Provided text -
------------------------

Caballé appeared with the Chicago Symphony at Orchestra Hall on one occasion, on April 28 and 29, 1966, performing Strauss’s Four Last Songs and Weber’s scene and aria, “Ozean! Du Ungeheuer,” from Oberon under the baton of associate conductor Irwin Hoffman.
In the Chicago American, Roger Dettmer noted, “One of the largest Thursday audiences in recent Orchestra Hall history assembled for the first local appearance last evening of Montserrat Caballé, the Spanish soprano who has taken Milan, Vienna, Munich, Mexico City, Dallas, and Manhattan by storm. When she had finished singing music of Richard Strauss and Weber, accompanied by the Chicago Symphony Orchestra under Irwin Hoffman’s deferential direction, there was a roar of acclaim. . . . She is always a delicate and intelligent singer, in strict command of her resources. As important and admirable, she is a painstaking, persuasive musician, who has the measure of Strauss’s twilight songs—their intimacy, ecstasy, and inner peace—as well as the thrust for ‘Ozean!'”

------------------------

What is expected - Write the next part of the text about Caballé's Chicago Symphony appearance, picking up after its last sentence. The records that follow have no connection to the text about Caballé's Chicago Symphony appearance.

------------------------

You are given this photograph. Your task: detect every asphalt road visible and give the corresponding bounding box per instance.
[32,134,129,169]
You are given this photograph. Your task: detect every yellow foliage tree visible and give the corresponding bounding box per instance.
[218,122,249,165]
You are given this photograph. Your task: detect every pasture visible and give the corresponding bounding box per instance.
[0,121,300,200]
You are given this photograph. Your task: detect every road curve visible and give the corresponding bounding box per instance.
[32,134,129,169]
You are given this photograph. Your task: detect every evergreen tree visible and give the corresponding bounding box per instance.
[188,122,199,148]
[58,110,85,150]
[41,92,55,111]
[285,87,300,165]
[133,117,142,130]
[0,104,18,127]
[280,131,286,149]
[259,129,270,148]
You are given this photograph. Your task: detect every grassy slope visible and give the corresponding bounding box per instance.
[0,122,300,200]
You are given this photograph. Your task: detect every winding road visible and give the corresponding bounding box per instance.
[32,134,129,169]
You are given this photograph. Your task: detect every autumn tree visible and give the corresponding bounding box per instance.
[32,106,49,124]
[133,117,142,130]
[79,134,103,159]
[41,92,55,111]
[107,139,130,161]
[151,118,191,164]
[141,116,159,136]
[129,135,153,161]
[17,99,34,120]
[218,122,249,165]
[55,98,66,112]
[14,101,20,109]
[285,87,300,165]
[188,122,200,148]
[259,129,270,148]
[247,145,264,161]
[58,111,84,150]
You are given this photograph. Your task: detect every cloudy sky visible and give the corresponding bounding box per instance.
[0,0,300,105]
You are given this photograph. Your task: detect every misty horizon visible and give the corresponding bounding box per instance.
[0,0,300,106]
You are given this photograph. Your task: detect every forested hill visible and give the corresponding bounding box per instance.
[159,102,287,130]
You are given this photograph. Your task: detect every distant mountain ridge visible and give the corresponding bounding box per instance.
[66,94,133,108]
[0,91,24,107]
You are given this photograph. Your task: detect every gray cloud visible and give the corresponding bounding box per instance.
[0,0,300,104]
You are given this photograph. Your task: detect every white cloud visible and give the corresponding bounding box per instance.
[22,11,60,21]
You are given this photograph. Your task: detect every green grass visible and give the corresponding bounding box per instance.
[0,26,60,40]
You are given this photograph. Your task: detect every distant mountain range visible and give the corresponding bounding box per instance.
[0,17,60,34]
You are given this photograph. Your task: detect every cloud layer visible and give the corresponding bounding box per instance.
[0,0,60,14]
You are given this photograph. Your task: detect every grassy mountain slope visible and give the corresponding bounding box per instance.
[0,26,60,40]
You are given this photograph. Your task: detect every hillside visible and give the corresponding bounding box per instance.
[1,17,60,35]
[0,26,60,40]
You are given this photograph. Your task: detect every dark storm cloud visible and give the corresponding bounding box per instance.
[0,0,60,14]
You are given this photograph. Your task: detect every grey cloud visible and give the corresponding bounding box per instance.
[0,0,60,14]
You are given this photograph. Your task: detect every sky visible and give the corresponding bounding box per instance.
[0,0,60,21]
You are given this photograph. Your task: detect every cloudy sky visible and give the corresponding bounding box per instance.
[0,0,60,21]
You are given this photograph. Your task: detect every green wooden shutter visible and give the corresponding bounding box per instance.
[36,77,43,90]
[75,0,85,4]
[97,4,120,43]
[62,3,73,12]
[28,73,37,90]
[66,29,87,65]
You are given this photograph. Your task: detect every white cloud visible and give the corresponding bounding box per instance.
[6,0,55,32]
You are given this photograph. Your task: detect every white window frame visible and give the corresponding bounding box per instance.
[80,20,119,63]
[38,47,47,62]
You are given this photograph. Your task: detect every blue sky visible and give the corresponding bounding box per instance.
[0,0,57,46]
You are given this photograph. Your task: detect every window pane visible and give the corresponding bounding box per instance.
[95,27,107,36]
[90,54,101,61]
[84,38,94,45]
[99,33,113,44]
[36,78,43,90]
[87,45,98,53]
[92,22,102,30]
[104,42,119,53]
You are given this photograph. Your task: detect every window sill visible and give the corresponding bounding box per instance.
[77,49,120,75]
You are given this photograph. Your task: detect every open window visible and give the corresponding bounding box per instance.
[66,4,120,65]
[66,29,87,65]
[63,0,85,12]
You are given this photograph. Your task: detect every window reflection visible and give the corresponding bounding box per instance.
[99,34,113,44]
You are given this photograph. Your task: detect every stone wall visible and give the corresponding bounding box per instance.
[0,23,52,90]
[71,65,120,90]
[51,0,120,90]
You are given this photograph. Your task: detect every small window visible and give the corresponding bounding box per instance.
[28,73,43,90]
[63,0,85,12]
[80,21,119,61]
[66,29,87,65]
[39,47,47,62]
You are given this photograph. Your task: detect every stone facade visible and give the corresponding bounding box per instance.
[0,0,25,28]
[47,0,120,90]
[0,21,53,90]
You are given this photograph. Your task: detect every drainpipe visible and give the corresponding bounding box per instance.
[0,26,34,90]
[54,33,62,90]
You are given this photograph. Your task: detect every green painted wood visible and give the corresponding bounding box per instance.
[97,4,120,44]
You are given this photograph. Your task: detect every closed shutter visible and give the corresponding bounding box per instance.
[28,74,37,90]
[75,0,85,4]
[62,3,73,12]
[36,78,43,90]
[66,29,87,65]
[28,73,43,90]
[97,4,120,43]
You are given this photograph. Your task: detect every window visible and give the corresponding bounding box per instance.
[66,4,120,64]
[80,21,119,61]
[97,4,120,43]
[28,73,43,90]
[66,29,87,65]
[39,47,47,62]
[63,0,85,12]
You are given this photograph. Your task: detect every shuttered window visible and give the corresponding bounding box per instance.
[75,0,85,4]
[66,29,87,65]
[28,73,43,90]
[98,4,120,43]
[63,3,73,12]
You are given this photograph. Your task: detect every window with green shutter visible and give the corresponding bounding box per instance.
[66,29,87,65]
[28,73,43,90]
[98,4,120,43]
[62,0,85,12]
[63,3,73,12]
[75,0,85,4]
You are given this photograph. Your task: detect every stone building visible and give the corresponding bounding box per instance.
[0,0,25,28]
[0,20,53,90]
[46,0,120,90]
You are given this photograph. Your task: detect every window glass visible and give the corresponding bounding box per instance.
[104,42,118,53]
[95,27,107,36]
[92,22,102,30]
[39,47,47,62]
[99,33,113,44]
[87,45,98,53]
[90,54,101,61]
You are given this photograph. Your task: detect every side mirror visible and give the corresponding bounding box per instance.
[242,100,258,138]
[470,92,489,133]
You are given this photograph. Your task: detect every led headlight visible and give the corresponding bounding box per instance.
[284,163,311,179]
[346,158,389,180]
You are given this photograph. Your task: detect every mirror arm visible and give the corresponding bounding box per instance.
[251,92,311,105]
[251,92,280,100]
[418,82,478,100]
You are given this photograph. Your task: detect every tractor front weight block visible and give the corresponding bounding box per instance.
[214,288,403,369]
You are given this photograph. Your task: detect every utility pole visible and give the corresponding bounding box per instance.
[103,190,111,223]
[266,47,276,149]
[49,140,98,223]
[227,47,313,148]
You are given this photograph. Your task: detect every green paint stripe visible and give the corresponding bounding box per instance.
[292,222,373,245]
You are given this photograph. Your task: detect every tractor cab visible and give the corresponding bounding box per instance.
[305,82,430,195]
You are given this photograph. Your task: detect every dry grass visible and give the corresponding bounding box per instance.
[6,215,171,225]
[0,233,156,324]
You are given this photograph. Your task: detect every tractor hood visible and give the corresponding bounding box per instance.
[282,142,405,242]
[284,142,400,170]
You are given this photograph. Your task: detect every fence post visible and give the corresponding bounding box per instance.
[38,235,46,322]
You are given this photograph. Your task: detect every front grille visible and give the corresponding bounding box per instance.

------------------------

Answer to this task -
“The consummate artistry of Montserrat Caballé gave Orchestra Hall one of the great moments in its history last night,” wrote Thomas Willis in the Chicago Tribune. “The Spanish soprano who has been attracitng maximum attention elsewhere does not have the big voice with a cutting edge associated with the luminaries of the German opera. . . . With the intuition which all of the great ones seem to have, she gave you a sample of the power and volume once or twice before setting in to spin the most gleaming of pianissimos heard since the glittering years of top flight [Elisabeth] Schwarzkopf . . . a pliant and carefully balanced phrase whose give and take adjusted to the words as well as the tonal requirements of the vocal line.”
Countless tributes have been posted online, including the Chicago Tribune, The New York Times, BBC News, and Opera News, among several others.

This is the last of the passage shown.